[Point placement records]
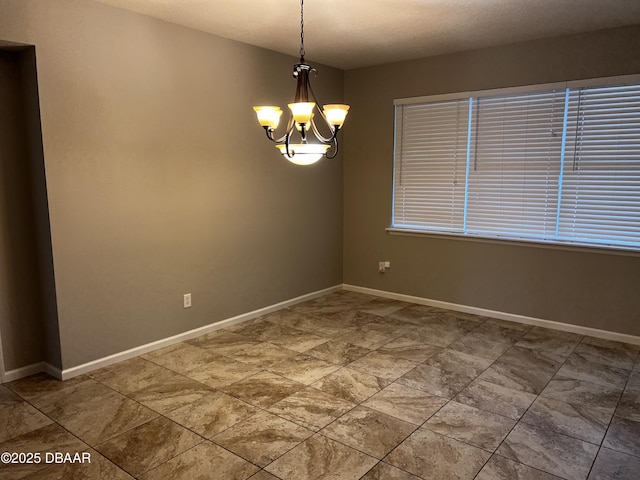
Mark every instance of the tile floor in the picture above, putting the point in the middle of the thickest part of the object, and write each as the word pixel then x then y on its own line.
pixel 347 386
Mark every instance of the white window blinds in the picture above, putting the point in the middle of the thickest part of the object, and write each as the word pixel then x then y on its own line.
pixel 431 159
pixel 513 177
pixel 601 185
pixel 547 164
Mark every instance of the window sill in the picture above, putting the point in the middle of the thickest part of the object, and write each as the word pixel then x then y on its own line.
pixel 576 247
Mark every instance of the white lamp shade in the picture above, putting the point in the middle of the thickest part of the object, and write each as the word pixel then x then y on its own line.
pixel 303 153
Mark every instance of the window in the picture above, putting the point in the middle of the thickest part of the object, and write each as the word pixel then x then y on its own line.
pixel 558 163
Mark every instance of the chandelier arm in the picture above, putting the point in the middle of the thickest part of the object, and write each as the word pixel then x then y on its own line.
pixel 287 138
pixel 271 131
pixel 302 52
pixel 335 150
pixel 320 137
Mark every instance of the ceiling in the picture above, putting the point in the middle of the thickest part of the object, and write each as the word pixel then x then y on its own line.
pixel 355 33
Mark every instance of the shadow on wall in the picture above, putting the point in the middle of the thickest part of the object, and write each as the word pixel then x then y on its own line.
pixel 28 315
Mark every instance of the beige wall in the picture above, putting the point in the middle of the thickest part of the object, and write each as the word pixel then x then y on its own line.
pixel 160 182
pixel 596 290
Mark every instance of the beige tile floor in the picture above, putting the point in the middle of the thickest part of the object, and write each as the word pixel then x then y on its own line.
pixel 346 386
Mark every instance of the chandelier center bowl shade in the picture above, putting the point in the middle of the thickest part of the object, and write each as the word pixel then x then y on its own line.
pixel 302 118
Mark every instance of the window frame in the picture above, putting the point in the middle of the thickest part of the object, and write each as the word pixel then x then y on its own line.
pixel 555 243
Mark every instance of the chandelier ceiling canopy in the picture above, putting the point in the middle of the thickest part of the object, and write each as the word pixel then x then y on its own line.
pixel 302 117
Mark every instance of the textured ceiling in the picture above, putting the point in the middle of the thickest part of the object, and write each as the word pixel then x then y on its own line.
pixel 355 33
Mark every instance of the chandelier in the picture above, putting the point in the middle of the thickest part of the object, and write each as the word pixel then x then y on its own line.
pixel 302 118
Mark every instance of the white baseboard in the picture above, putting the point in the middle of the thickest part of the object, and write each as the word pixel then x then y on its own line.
pixel 27 370
pixel 68 373
pixel 511 317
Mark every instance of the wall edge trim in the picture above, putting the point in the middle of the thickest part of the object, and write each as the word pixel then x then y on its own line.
pixel 68 373
pixel 32 369
pixel 510 317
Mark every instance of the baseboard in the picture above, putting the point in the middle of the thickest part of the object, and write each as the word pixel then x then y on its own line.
pixel 68 373
pixel 511 317
pixel 27 370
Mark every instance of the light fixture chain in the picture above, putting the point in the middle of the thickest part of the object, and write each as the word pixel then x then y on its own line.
pixel 302 52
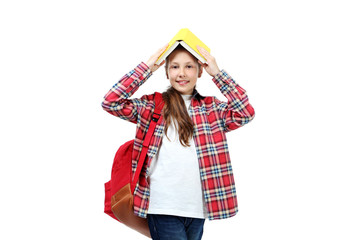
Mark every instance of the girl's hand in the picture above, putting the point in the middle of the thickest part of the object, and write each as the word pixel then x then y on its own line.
pixel 152 60
pixel 211 66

■ **Work instructions**:
Repeat the rows above line for line without changing anything, leaving out the pictures.

■ **Task output**:
Mark every instance of the tile floor in the picture above, putting the point in the middle of the thickest part of the object, and write each as the word pixel then x then y on its own line.
pixel 347 386
Mark every instance of the white window blinds in the picture above, putting the point in the middle of the thickest part of the object, and write each as the word pixel then x then y on its own line.
pixel 431 159
pixel 513 177
pixel 601 185
pixel 547 164
Mark every instance of the window sill in the picture above, putting the point in the middle of the thickest part of the object, and write each as the word pixel then x then y on its own line.
pixel 576 247
Mark every instance of the white lamp shade in the picture above, putting the point in the middle of the thickest part of the object, and write each as the word pixel then x then y on its own line.
pixel 303 153
Mark every instance of the window in the picture above, putting the point in the middle of the thickest part of the object, and write each as the word pixel then x then y on its own line.
pixel 558 163
Mark every instance of the chandelier arm in the picture above, putting the point in the middle of the thickest part of the object, and write each as the word pixel then x then y on its own line.
pixel 287 138
pixel 271 131
pixel 302 52
pixel 335 150
pixel 320 137
Mark every instance of the ceiling in the picture above, putting the point in the middle of the thickest part of the object, and write each as the word pixel then x then y on its own line.
pixel 355 33
Mark every instance of the shadow on wall in the picture above, putting the point in the middle of the thickest part of the object, and write each as the word pixel then x then y on its own line.
pixel 28 315
Mark every instance of the beige wall in the picture above, putting the point in the middle of the thickest part of the object, and write each as the word pixel then x then y on its own line.
pixel 160 182
pixel 596 290
Mark every instance of the beige tile floor in the picture above, putting the point in the middle of the thickest part of the object, and write each as the word pixel then x then y on its own line.
pixel 346 386
Mark every instance of the chandelier center bowl shade in the picture above, putting the point in the middle of the thickest part of the object, and write each as the word pixel then x then y on its own line.
pixel 302 118
Mark every instance of the window frame in the picture above, putting the point in the middle of the thickest part of the object, and write each as the word pixel then x then y on its own line.
pixel 555 243
Mark every instance of the chandelier ceiling canopy in the picture above, putting the point in the middle of the thickest part of the object, and write each as the word pixel then x then y on its own line.
pixel 302 117
Mark every instance of the textured ceiling in the picture above, putting the point in the middle of the thickest part of the object, and write each as the word pixel then x then y on its own line.
pixel 355 33
Mark every instance of the chandelier in the picture above, putting the point in the middle of the thickest part of the object, and write each as the word pixel then x then y on its own line.
pixel 302 118
Mark every instance of the white baseboard in the picture above, putting the point in the middle of the thickest part of the object, and write each as the word pixel then x then y on its own line.
pixel 27 370
pixel 68 373
pixel 511 317
Mark every instance of the wall edge trim in the picture above, putting the point in the middle of the thickest part of the object, and write each as the word pixel then x then y on its own line.
pixel 68 373
pixel 32 369
pixel 510 317
Mark every instance of the baseboard in the picture above, putting the point in the middle of the thickest part of the object, and write each as the word pixel then x then y on its own line.
pixel 68 373
pixel 511 317
pixel 27 370
Mark every instance of the light fixture chain in the picture above, putting the point in the middle of the thickest part of the object, and write each as the word pixel then x then y on its own line.
pixel 302 52
Mark every instance of the girl's hand in the picture above, putting the point in the middle of the thickest part of the object, and write each as the word pixel then x then y on its own line.
pixel 152 60
pixel 211 66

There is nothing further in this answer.